## [Text section]
## BEGIN
About

This project contains the Pen Test Automation (PTA) platform—a service that generates commands for supported penetration testing tools.

The goal of this project is to enable automated application security testing via existing security tools. These tools are typically written for human application security testers, and are usually poorly designed for automated testing. By encapsulating the operation of these security tools, we can normalize the execution of the testing, so that another execution platform (such as CQF) can run the testing.

To execute specific application security attacks, certain information is required for a given security tool to operate. If the PTA platform can become aware of what information is needed, it can provide that information using a combination of suspected findings and threat modeling information, and prompt the user for missing information.

Overview

The PTA platform is built around a tool wrapper plugin architecture. The plugin architecture lets new security tools be supported without modifying the PTA platform itself. By creating tool plugins, the PTA platform can become aware of a security tool's capabilities and use them. Using a plugin architecture allows others (e.g., the open source community) to add tools to the PTA platform without our involvement.

A fully implemented wrapper plugin for a security tool does three high-level things:

1. Advertises Itself to the PTA platform so the tool's capabilities and requirements are known
2. Generates Commands for the tool that can be executed by the PTA platform
3. Parses Results from the tool into a meaningful result for the PTA platform and downstream systems

The Pen Test Automation platform in turn can take commands generated by a wrapper plugin (expressed as ToolCommand objects) and facilitate the logic to execute those tools using supported command executors. Upon completing the execution, the PTA platform takes the result and uses the wrapper plugin to parse the results of execution.
## END
## [Raw records]
## BEGIN
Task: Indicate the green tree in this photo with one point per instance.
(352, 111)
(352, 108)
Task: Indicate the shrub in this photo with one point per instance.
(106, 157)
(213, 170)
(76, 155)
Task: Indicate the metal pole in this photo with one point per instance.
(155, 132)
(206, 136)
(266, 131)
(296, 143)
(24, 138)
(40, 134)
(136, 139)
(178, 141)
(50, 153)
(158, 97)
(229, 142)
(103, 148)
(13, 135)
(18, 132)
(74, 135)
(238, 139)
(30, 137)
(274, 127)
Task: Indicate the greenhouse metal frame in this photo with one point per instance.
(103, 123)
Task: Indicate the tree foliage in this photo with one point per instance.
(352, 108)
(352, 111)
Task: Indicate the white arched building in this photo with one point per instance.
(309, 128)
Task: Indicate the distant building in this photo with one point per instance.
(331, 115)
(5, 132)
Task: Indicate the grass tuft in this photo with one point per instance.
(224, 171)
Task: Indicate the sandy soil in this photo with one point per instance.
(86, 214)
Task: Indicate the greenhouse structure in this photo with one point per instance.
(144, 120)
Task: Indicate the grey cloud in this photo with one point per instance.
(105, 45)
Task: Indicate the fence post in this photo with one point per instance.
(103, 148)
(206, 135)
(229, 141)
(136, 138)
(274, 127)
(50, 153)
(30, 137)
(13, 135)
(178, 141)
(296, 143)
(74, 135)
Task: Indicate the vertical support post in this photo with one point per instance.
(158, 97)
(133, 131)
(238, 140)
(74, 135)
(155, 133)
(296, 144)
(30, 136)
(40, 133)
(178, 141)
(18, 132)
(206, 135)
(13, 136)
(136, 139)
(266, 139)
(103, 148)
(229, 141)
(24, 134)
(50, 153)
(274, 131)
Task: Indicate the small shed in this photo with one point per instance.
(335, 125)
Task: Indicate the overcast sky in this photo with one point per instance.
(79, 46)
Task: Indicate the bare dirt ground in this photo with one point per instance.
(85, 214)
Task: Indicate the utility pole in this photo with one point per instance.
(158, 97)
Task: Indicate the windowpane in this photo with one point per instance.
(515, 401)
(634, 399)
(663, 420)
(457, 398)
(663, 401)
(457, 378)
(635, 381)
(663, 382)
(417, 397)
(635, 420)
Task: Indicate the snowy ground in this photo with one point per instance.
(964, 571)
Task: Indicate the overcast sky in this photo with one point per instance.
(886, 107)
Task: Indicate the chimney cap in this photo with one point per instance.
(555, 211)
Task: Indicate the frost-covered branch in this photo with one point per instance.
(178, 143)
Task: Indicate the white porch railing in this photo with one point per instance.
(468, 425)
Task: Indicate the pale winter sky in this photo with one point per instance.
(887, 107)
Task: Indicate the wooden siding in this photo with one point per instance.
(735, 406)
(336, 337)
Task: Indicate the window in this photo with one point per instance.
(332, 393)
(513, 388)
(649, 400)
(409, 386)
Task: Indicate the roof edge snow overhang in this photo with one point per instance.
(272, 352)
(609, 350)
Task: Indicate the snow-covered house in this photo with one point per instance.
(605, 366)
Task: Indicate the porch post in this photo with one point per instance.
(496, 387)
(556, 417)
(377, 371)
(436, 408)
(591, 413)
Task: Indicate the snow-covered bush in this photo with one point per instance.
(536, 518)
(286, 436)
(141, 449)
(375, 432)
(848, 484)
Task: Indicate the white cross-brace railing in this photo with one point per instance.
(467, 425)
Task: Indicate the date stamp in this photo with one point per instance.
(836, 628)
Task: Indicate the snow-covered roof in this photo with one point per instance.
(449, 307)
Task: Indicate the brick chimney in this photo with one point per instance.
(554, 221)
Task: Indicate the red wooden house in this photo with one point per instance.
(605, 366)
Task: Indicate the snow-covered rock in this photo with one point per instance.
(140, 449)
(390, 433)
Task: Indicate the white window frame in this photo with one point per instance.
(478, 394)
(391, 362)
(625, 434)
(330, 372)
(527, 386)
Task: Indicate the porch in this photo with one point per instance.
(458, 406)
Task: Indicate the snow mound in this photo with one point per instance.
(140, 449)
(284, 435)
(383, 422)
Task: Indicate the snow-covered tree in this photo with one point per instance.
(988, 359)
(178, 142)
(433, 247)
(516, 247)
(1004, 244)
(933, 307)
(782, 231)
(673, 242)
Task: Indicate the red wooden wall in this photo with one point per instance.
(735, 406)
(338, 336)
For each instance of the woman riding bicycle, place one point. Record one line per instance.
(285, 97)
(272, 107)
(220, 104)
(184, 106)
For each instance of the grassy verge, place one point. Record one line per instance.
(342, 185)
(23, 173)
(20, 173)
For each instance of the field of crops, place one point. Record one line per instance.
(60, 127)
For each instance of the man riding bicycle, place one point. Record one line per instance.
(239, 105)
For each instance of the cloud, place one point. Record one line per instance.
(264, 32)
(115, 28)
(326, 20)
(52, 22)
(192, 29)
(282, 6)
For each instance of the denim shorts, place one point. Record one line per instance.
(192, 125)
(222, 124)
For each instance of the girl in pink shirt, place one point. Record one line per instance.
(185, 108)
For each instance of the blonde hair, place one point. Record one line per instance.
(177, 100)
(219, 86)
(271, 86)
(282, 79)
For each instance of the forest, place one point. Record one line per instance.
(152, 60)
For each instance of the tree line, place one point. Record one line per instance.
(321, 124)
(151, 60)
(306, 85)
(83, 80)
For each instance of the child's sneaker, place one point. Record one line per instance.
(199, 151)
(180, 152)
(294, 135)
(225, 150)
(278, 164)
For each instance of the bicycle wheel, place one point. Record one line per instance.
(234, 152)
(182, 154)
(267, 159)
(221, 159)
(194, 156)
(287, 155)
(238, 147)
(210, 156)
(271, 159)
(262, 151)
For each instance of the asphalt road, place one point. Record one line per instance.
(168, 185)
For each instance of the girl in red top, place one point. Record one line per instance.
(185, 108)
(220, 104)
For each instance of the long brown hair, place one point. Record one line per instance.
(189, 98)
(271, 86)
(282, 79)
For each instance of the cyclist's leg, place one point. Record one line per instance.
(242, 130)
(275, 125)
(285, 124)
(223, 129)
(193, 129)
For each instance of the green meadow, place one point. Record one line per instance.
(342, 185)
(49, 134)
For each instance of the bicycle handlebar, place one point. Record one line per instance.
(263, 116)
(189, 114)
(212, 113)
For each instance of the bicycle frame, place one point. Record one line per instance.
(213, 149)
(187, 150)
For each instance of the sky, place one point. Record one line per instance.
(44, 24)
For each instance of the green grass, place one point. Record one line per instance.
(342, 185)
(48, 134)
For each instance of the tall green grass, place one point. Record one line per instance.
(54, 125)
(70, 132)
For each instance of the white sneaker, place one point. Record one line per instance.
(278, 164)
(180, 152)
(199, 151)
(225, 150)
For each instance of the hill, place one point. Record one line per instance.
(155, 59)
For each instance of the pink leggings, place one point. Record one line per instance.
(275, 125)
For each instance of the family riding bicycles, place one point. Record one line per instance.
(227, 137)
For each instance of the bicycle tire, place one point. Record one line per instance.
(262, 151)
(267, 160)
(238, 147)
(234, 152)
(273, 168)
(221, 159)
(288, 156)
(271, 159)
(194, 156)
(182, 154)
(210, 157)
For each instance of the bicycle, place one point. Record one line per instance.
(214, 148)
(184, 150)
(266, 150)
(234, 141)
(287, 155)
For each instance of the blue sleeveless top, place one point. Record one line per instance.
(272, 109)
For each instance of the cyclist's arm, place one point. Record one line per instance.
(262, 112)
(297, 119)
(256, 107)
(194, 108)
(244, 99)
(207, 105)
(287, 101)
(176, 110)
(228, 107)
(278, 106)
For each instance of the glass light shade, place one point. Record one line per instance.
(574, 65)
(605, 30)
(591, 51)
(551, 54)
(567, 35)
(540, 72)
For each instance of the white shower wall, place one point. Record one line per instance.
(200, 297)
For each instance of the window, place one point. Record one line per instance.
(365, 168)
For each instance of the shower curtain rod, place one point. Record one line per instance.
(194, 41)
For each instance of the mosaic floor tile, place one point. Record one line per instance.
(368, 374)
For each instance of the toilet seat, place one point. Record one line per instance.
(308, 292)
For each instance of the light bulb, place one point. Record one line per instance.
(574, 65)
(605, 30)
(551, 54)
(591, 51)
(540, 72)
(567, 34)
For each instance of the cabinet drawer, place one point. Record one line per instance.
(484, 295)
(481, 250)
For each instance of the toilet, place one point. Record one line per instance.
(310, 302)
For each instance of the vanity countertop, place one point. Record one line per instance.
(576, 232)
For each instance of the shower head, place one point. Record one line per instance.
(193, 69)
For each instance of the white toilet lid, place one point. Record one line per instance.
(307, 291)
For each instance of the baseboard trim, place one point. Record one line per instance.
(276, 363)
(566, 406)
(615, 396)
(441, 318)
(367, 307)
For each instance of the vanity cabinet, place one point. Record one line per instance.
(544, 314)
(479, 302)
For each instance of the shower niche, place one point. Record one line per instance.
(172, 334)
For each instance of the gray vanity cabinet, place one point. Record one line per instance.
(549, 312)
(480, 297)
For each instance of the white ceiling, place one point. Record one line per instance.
## END
## [Requests]
a - Duplicate the passage of the Pen Test Automation text from "The PTA platform is" to "without our involvement.".
b - In the Pen Test Automation text, how are the commands generated by a wrapper plugin expressed?
c - Resume the Pen Test Automation text after its final sentence.

## [Outputs for the tasks]
a -
The PTA platform is built around a tool wrapper plugin architecture. The plugin architecture lets new security tools be supported without modifying the PTA platform itself. By creating tool plugins, the PTA platform can become aware of a security tool's capabilities and use them. Using a plugin architecture allows others (e.g., the open source community) to add tools to the PTA platform without our involvement.

b - As ToolCommand objects.

c -
Supporting New tools

To support simple integration with CQF, we established the convention that supported tools should take in a file as input and generate a file as output. As a result, adding support to the Pen Test Automation Platform for a new tool generally consists of:

1. Orchestrating the tool to follow the above convention
2. Creating a tool wrapper plugin so that the PTA platform can utilize the tool
3. Installing the tool in the target execution environment

Orchestration Convention

As mentioned, a tool should take a file as input and generate a file as output. To that end, we have written orchestration scripts around two existing tools to match this convention. For example, we created an orchestration script called esm-7 around the sqlmap tool to parse a configuration file, feed those configuration values as the appropriate parameters, and pipe the output to an output file.

The orchestration script also simplifies the execution of sqlmap by setting some default parameters and obtaining others. Similarly, we created an orchestration script called crydra-16 that applies the same principles for the Hydra tool. You may wish to follow the same process if your tool does not already follow this convention.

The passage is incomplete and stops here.